Each of the entries should be retyped precisely as it appears.
START Rows
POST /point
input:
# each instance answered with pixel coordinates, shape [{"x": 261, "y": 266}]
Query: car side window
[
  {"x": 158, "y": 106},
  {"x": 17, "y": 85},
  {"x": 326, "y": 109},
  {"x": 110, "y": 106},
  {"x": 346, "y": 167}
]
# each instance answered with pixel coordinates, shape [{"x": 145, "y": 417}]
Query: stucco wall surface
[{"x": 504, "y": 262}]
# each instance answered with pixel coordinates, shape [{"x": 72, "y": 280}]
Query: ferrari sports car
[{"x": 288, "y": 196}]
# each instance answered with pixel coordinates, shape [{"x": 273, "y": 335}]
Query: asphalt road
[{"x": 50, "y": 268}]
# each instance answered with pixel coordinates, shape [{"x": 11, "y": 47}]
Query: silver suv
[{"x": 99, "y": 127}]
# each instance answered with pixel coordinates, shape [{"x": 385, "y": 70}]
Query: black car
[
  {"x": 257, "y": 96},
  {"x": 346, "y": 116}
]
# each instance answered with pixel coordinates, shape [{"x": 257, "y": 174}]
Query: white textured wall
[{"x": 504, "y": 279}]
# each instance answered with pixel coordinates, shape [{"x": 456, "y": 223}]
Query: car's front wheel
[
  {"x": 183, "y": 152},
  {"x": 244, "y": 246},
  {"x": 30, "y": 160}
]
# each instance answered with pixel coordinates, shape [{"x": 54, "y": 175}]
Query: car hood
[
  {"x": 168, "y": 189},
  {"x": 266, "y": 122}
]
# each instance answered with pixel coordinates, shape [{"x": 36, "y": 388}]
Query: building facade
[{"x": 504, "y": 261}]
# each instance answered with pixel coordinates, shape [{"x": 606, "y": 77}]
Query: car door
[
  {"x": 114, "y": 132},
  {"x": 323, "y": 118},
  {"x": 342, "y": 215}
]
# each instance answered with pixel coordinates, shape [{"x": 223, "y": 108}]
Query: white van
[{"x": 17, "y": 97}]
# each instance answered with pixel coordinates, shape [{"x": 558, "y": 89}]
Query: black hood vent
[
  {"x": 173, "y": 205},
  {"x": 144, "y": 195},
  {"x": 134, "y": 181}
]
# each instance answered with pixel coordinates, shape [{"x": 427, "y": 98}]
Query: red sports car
END Rows
:: Problem solution ::
POST /point
input:
# each instance answered with pixel coordinates, shape [{"x": 261, "y": 266}]
Query: car side window
[
  {"x": 158, "y": 106},
  {"x": 17, "y": 85},
  {"x": 326, "y": 109},
  {"x": 110, "y": 106},
  {"x": 346, "y": 167}
]
# each instance answered with pixel coordinates, shape [{"x": 145, "y": 417}]
Query: stucco wall surface
[{"x": 504, "y": 262}]
# each instance answered with pixel coordinates, shape [{"x": 72, "y": 280}]
Query: ferrari sports car
[{"x": 288, "y": 196}]
# each instance answered with pixel coordinates, shape [{"x": 273, "y": 335}]
Query: asphalt road
[{"x": 50, "y": 268}]
# each instance answered with pixel coordinates, shape [{"x": 11, "y": 47}]
Query: silver suv
[{"x": 99, "y": 127}]
# each instance answered with pixel coordinates, shape [{"x": 385, "y": 70}]
Query: black car
[
  {"x": 257, "y": 96},
  {"x": 346, "y": 116}
]
# each instance answered with pixel coordinates, shape [{"x": 257, "y": 174}]
Query: white textured wall
[{"x": 504, "y": 279}]
# each instance answered with pixel coordinates, shape [{"x": 456, "y": 223}]
Query: car's front wheel
[
  {"x": 183, "y": 152},
  {"x": 244, "y": 246},
  {"x": 30, "y": 160}
]
# each instance answered with pixel coordinates, shape [{"x": 54, "y": 175}]
Query: car hood
[
  {"x": 168, "y": 189},
  {"x": 266, "y": 122}
]
# each instance answered with pixel coordinates, shape [{"x": 36, "y": 388}]
Query: building facade
[{"x": 504, "y": 261}]
# each instance answered with pixel coordinates, shape [{"x": 606, "y": 77}]
Query: car door
[
  {"x": 114, "y": 132},
  {"x": 323, "y": 118},
  {"x": 342, "y": 215}
]
# each instance answered with pixel coordinates, shape [{"x": 223, "y": 108}]
Query: white van
[{"x": 17, "y": 97}]
# each instance answered with pixel coordinates, shape [{"x": 558, "y": 89}]
Query: black hood vent
[
  {"x": 173, "y": 205},
  {"x": 144, "y": 195},
  {"x": 134, "y": 181}
]
# each instance answered with pixel coordinates, shape [{"x": 427, "y": 98}]
Query: red sports car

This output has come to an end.